» Work to be completed
Please filter the rows below and copy out every line that contains the word "patio".

» Data provided
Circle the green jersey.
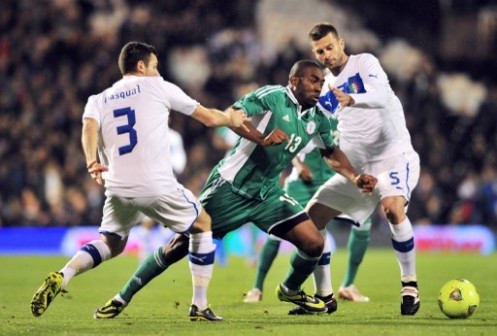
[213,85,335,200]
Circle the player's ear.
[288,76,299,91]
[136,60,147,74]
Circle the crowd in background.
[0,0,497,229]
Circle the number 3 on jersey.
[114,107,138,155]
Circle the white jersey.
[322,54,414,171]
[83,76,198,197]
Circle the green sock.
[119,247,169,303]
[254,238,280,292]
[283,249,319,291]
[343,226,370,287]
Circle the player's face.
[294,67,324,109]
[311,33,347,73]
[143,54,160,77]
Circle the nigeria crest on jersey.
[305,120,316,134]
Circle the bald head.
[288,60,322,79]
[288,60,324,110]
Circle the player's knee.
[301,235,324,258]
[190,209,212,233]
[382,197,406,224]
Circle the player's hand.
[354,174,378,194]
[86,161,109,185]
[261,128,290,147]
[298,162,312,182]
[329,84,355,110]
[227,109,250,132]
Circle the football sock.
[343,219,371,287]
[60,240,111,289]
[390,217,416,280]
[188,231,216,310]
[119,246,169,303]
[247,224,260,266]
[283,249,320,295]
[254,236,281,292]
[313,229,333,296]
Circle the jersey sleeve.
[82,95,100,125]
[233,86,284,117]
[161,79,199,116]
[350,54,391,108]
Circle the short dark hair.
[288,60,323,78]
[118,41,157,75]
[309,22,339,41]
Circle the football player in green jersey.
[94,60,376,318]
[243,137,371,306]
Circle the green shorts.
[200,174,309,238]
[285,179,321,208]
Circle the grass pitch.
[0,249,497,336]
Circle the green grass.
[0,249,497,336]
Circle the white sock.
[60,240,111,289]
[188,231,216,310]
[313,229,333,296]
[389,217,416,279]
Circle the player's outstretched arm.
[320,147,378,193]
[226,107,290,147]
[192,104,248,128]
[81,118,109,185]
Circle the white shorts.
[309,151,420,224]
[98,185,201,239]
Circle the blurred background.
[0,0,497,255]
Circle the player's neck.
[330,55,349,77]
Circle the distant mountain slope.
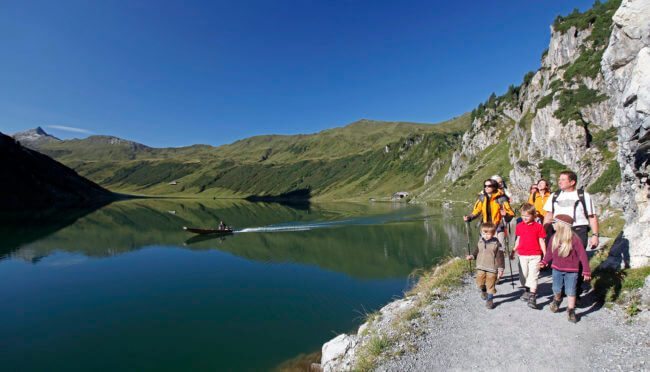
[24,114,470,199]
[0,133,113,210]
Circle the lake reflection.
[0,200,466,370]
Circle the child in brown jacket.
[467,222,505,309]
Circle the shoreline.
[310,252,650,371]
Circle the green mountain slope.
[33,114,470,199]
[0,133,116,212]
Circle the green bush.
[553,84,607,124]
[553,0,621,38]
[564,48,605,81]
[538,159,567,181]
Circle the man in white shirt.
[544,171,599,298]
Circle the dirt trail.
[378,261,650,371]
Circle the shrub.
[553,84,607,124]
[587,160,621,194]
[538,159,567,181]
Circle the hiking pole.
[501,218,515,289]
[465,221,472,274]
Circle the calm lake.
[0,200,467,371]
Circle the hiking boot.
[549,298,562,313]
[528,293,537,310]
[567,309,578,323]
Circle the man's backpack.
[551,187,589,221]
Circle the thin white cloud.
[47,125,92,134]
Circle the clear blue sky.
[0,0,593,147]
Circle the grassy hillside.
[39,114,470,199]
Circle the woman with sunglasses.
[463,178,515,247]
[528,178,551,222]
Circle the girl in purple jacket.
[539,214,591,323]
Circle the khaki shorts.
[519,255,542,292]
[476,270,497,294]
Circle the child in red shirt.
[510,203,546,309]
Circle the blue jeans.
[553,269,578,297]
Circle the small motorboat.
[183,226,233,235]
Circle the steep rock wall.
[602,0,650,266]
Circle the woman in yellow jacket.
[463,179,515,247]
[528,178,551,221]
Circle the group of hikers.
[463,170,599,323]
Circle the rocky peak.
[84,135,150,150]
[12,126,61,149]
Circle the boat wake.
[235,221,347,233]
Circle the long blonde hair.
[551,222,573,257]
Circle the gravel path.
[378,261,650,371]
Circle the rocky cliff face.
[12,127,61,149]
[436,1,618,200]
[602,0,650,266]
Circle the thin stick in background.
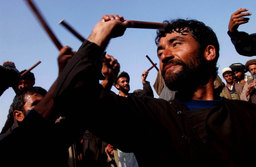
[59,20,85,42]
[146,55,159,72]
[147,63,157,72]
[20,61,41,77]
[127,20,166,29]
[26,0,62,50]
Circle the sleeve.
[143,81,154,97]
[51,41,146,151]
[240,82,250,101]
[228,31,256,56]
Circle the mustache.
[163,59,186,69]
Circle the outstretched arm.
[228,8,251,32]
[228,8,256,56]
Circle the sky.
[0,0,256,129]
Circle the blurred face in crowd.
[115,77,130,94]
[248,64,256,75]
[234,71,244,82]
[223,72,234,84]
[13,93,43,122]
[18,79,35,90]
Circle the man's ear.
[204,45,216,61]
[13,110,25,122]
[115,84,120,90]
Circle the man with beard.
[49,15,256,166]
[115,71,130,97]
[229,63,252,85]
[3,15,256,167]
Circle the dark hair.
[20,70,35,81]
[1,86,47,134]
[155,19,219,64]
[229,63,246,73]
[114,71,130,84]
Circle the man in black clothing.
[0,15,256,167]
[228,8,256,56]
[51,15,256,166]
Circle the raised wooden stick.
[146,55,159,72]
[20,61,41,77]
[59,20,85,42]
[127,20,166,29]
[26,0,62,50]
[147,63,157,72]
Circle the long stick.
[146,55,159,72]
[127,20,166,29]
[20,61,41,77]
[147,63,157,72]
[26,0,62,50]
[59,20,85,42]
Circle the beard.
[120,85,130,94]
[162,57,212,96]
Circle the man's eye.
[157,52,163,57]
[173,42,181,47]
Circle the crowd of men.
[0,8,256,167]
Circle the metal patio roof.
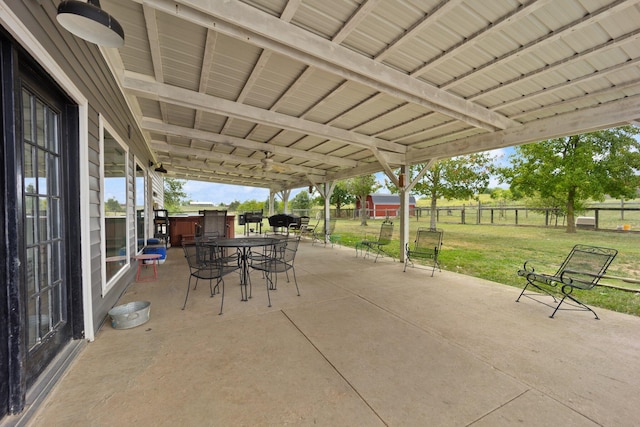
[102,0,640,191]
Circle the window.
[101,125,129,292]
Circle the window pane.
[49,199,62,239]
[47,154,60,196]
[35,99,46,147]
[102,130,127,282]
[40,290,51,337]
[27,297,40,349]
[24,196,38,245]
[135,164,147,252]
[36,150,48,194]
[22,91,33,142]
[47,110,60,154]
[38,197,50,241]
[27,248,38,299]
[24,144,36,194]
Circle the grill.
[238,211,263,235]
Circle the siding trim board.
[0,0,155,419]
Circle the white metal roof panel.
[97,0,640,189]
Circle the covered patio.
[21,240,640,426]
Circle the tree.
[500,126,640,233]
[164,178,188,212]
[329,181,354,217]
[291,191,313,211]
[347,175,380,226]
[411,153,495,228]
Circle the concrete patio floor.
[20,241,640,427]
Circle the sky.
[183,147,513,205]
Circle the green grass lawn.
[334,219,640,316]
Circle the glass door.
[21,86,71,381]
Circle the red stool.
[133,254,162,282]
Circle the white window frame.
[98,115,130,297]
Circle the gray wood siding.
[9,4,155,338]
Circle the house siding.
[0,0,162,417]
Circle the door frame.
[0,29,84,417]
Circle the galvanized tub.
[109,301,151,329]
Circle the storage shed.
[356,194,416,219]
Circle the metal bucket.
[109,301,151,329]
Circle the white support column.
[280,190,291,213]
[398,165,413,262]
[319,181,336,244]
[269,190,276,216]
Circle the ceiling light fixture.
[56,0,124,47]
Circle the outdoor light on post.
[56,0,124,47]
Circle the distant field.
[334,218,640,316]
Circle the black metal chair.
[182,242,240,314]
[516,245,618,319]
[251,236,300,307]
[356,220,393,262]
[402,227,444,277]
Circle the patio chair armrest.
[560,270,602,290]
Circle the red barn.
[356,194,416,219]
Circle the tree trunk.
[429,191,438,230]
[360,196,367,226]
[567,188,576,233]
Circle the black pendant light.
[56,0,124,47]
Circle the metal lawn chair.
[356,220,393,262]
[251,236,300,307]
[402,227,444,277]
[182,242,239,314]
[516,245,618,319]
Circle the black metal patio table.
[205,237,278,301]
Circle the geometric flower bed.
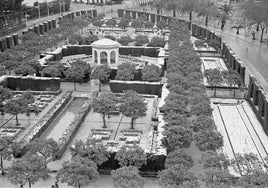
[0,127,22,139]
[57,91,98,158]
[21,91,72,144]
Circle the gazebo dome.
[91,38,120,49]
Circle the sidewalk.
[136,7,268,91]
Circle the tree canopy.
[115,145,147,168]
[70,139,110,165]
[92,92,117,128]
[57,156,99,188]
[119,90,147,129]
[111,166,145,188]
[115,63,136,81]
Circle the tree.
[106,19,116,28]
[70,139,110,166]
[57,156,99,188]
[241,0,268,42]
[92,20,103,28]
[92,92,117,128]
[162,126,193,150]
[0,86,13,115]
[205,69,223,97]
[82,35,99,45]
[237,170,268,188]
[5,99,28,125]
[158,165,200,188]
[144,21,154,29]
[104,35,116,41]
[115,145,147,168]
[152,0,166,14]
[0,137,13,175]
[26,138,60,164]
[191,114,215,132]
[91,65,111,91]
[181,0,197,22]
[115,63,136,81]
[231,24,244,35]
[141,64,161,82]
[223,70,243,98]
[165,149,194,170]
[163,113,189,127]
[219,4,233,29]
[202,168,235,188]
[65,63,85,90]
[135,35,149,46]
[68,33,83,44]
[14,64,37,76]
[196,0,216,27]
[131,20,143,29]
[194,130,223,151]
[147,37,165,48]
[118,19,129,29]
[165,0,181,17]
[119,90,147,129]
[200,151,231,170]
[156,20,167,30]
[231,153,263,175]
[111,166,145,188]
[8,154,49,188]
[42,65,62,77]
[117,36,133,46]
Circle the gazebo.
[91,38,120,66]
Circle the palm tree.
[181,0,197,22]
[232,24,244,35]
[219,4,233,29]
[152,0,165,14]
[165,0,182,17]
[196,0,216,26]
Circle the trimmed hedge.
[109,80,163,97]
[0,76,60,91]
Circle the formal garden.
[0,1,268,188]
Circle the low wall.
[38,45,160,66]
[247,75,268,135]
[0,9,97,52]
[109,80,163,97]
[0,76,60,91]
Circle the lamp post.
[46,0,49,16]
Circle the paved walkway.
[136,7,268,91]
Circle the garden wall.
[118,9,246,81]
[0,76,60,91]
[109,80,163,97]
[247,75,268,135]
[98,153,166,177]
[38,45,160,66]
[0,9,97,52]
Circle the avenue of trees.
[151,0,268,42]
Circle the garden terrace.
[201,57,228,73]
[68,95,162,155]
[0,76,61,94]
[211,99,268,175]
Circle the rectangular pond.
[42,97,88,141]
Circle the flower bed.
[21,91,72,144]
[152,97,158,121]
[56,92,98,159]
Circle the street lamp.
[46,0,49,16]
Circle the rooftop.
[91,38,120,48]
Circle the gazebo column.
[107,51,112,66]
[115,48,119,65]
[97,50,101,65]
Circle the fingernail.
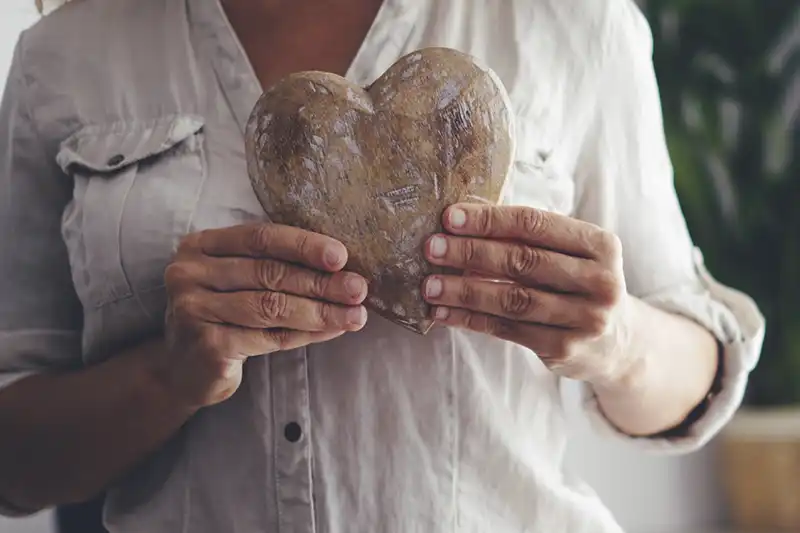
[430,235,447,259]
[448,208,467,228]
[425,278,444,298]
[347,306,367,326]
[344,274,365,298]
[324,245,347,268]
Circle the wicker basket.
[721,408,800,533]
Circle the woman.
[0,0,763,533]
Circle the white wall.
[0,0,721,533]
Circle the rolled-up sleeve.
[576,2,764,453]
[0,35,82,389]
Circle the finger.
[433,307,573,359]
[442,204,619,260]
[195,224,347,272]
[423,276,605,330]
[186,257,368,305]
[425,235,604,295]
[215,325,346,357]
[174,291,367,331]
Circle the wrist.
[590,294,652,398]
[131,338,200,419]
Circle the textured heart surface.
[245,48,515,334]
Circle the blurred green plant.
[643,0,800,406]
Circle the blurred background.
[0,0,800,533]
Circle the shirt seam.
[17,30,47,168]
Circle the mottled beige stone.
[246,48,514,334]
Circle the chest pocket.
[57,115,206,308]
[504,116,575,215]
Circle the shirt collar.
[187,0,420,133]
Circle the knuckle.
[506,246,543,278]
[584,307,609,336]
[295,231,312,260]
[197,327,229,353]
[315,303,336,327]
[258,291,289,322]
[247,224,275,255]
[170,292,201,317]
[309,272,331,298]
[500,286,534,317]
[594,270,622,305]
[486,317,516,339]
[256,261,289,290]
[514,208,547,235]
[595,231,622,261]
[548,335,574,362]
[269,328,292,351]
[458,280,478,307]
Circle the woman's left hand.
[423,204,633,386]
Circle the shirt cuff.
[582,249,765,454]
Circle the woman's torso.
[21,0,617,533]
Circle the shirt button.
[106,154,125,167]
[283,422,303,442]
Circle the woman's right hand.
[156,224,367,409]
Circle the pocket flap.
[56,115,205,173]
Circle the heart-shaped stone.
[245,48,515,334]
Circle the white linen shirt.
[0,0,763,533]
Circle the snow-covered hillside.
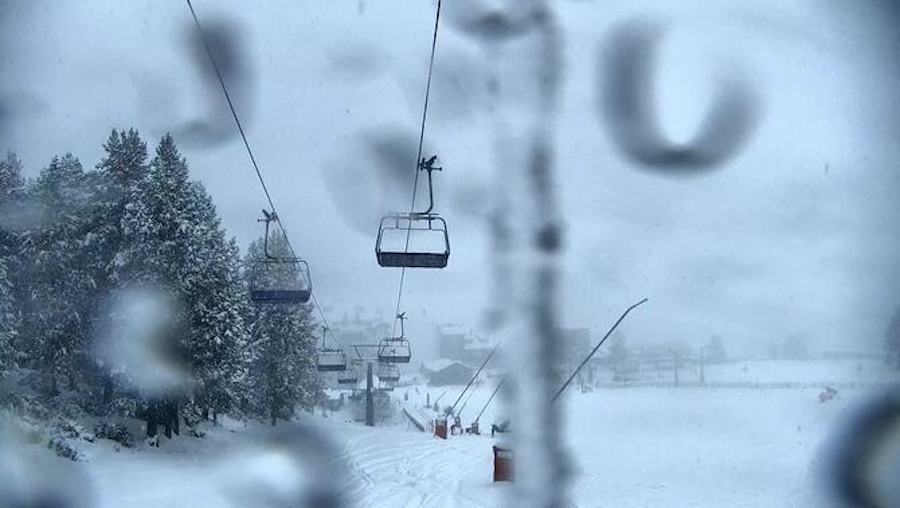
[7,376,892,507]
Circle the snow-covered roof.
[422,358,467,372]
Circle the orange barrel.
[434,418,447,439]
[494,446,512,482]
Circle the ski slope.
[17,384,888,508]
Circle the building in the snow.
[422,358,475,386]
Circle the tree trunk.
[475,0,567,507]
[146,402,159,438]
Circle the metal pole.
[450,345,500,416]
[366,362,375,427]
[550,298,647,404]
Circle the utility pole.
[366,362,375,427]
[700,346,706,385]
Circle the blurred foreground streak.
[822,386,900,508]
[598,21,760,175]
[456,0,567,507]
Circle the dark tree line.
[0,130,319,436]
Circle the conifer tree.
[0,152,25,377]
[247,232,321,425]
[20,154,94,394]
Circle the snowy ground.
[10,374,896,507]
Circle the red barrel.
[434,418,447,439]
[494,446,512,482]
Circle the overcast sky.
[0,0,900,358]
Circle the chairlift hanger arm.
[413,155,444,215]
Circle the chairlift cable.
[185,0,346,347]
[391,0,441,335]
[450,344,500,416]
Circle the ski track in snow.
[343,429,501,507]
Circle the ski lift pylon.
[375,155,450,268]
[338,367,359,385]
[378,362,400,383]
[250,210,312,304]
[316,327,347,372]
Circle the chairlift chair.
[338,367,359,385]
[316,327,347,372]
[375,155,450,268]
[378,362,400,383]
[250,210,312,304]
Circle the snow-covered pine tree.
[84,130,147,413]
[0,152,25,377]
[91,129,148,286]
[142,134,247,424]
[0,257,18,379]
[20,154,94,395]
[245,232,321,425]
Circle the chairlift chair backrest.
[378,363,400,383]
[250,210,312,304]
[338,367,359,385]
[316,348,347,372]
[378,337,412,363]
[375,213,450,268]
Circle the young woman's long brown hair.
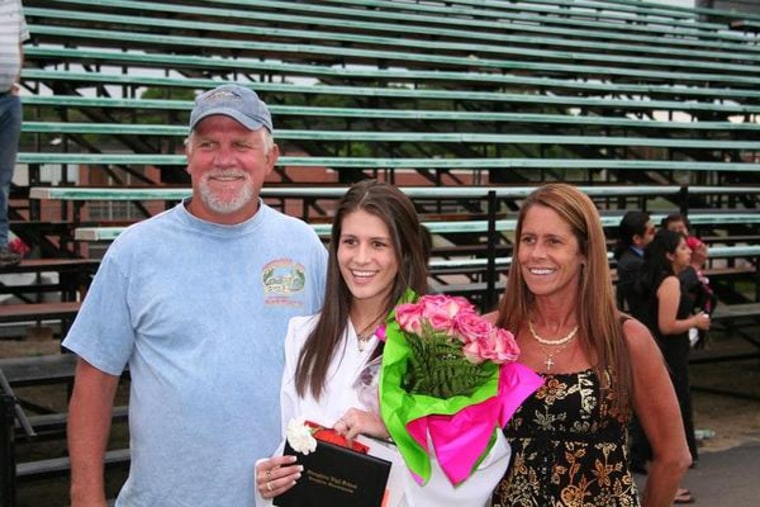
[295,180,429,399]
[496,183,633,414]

» Problem solution
Circle the metal patio roof.
Circle the covered patio.
Circle the concrete patio floor.
Circle the patio chair armrest.
Circle the black metal patio table.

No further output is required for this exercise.